[Excerpts from a point labeling dataset]
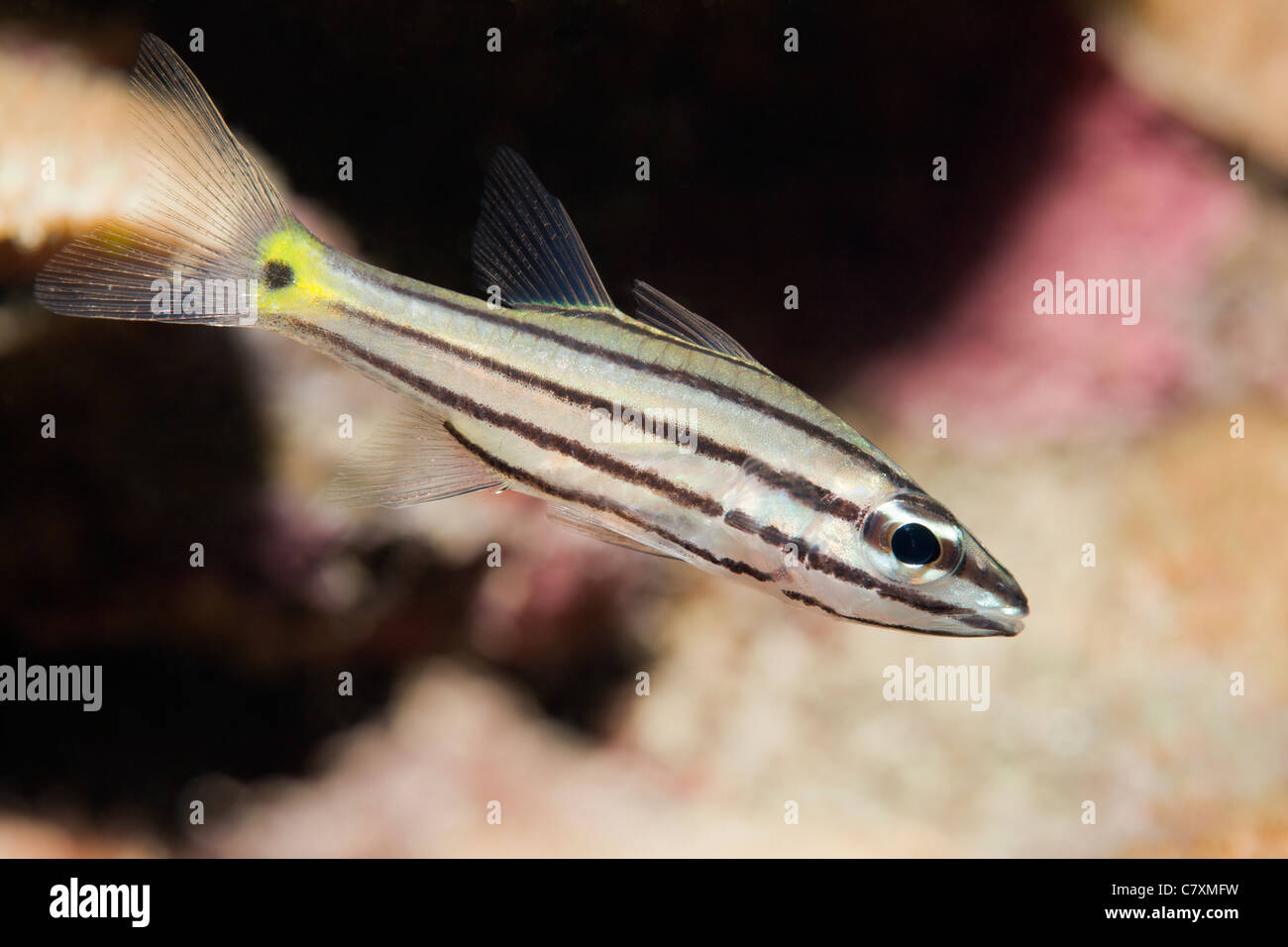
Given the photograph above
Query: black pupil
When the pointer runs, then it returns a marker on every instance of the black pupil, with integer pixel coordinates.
(278, 274)
(914, 544)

[Task directions]: Express every line of the entries above as a JSON list of strings, with one string per line and blank lines omitted. Leave the pictures out of the answer.

[Task result]:
[
  "Given the photograph above",
  "Query: black pupil",
  "When the pointer runs, then it returns a marker on every instance of the black pupil, with integer pixel coordinates.",
  "(278, 274)",
  "(914, 544)"
]